Texto fornecido
******
E faltam mecanismos na lei que impeçam os abusos. Situações semelhantes mostram que decisão pode ser desastrosa. Em São João Batista por anos se fazem essas ofertas, principalmente de cesárias com médico particular. Habitualmente acabam marcando os nascimentos para seus horários de plantão, deixando a emergência a ver navios. Esforços já foram realizados para coibir a prática, mas até agora sem efeitos. É sempre danoso quando o público e privado se entrelaçam. O dinheiro sempre vai sobrepor e o melhor atendimento ficará com que tiver condições.

Limitações não são garantias

“Enquanto eu for gestora da Fundação Hospitalar, o Canelinhense terá preferência no antedimento”, disse a diretora do Hospital Marilita Gonçalves. E não há dúvidas disso. Grande questão, no entanto, é que uma lei nesses moldes ficará como herança para a posteridade e deveria forçosamente manter o patamar. Mas, uma observação detalhada do texto mostra que não é bem assim. Poderá ser aplicada e interpretada conforme cada administração.
******
Material para análise
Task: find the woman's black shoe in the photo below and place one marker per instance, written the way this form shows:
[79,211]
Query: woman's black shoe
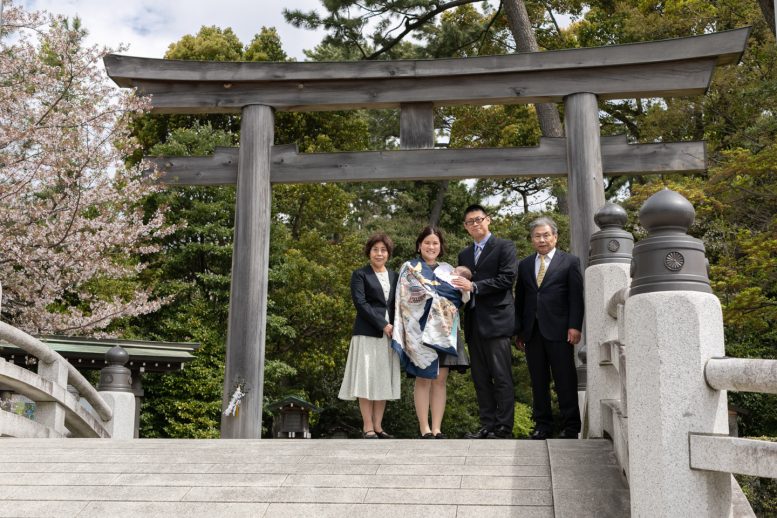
[483,433]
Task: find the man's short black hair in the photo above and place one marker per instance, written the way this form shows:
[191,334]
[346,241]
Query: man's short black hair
[474,208]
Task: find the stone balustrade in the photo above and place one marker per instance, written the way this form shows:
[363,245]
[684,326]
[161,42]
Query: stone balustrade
[657,375]
[58,390]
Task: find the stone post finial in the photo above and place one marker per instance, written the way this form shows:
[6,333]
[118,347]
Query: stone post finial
[611,244]
[115,377]
[668,259]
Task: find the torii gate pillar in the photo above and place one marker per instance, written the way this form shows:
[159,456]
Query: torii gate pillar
[250,265]
[585,179]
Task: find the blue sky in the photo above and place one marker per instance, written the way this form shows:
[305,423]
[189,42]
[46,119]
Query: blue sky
[148,27]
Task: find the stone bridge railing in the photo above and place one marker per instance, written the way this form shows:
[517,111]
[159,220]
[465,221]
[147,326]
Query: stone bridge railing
[657,371]
[57,389]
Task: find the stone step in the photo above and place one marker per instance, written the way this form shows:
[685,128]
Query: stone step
[270,478]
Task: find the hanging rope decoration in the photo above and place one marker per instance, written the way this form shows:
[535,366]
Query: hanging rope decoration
[233,408]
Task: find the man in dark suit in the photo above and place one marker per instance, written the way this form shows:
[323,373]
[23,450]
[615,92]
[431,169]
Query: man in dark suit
[489,320]
[548,323]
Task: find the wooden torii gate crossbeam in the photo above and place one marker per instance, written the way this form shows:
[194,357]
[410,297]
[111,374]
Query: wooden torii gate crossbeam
[578,77]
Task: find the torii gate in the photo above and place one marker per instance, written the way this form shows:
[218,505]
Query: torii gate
******
O que se pede
1. Reproduza o trecho do texto sobre a lei do hospital que vai de "Limitações não são" até "conforme cada administração.", renomeando "Fundação Hospitalar" para "Fundação Municipal".
2. Responda com base no texto sobre a lei do hospital:
(a) Em que lugar, há anos, se fazem ofertas principalmente de cesáreas com médico particular?
(b) O que, segundo o texto, ficará como herança para a posteridade?
(c) Conforme o quê a lei poderá ser aplicada e interpretada?
Este material vem de uma fonte diferente da do texto.

Respostas esperadas
1.
Limitações não são garantias

“Enquanto eu for gestora da Fundação Municipal, o Canelinhense terá preferência no antedimento”, disse a diretora do Hospital Marilita Gonçalves. E não há dúvidas disso. Grande questão, no entanto, é que uma lei nesses moldes ficará como herança para a posteridade e deveria forçosamente manter o patamar. Mas, uma observação detalhada do texto mostra que não é bem assim. Poderá ser aplicada e interpretada conforme cada administração.

2.
(a) Em São João Batista.
(b) Uma lei nesses moldes.
(c) Conforme cada administração.